━━━━━ Document section

Saturday, December 24, 2016

Ma Po Tofu 麻婆豆腐

Mapo tofu is a famous Sichuan dish.  It has a spicy, pungent, and appetizing flavor that goes perfectly with steamed rice. Sichuan peppercorn powder is usually used in this dish.  I have replaced it with black pepper as it is easily available.  Replacing peppercorn powder with black pepper would mean there will not be any numbness or you will not have the ' 麻' feeling.  However, the dish still taste great.

1.  1 box of silken tofu (cut into cubes)
2.  100g minced pork
3.  1 stalk spring onion (chopped)
4.  1 tbsp. hot bean paste
5.  1/2 bowl chicken stock
6.  1 tbsp. minced ginger
7.  1 tbsp. minced garlic
8.  1/2 tsp soy sauce
9.  1/2 tsp sugar
10.  some black pepper
11.  1 tsp sesame oil
12.  cornstarch water (1 tsp cornstarch + some water)

━━━━━━━━━━

## Work task 1
Answer these from the Ma Po Tofu recipe:
(a) What does the recipe use in place of Sichuan peppercorn powder?
(b) How much minced pork does the ingredient list call for?
(c) What goes into the cornstarch water?

━━━━━ Information shown

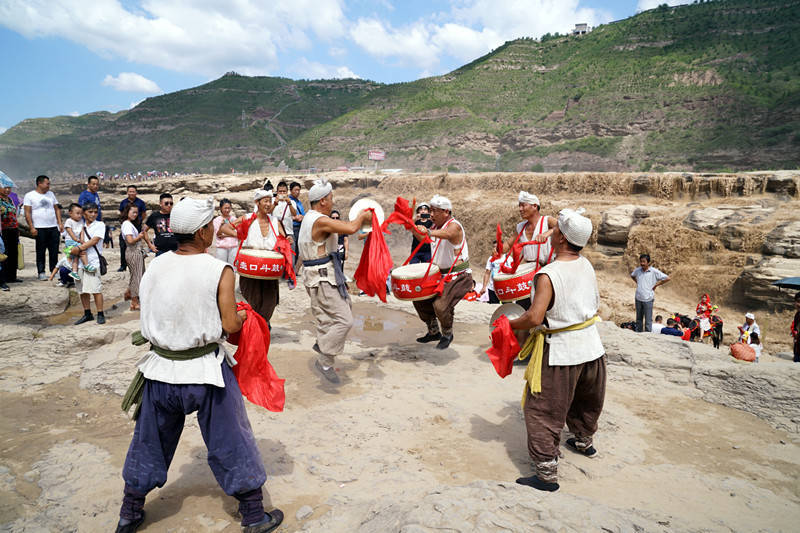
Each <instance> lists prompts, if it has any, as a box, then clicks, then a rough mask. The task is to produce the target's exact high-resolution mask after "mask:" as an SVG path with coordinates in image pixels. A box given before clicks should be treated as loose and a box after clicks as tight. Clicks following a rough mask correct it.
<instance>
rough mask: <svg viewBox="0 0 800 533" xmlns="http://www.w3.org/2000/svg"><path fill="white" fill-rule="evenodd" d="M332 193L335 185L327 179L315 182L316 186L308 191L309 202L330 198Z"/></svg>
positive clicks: (315, 185)
mask: <svg viewBox="0 0 800 533" xmlns="http://www.w3.org/2000/svg"><path fill="white" fill-rule="evenodd" d="M331 191H333V185H331V183H330V182H329V181H328V180H327V179H325V178H320V179H318V180H314V186H313V187H311V189H310V190H309V191H308V201H309V202H318V201H319V200H322V199H323V198H325V197H326V196H328V195H329V194H330V193H331Z"/></svg>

━━━━━━━━━━

## Work task 2
Rewrite the entries from the start through the line containing "rough mask: <svg", replacing "prompts" with "cues" and keeping everything else unchanged. Leave out the pictures.

## Answer area 1
(a) Black pepper.
(b) 100g.
(c) 1 tsp cornstarch and some water.

## Answer area 2
Each <instance> lists cues, if it has any, as a box, then clicks, then a rough mask. The task is to produce the target's exact high-resolution mask after "mask:" as an SVG path with coordinates in image pixels. A box given before clicks should be treated as loose and a box after clicks as tight. Clicks following a rough mask correct it.
<instance>
rough mask: <svg viewBox="0 0 800 533" xmlns="http://www.w3.org/2000/svg"><path fill="white" fill-rule="evenodd" d="M332 193L335 185L327 179L315 182L316 186L308 191L309 202L330 198Z"/></svg>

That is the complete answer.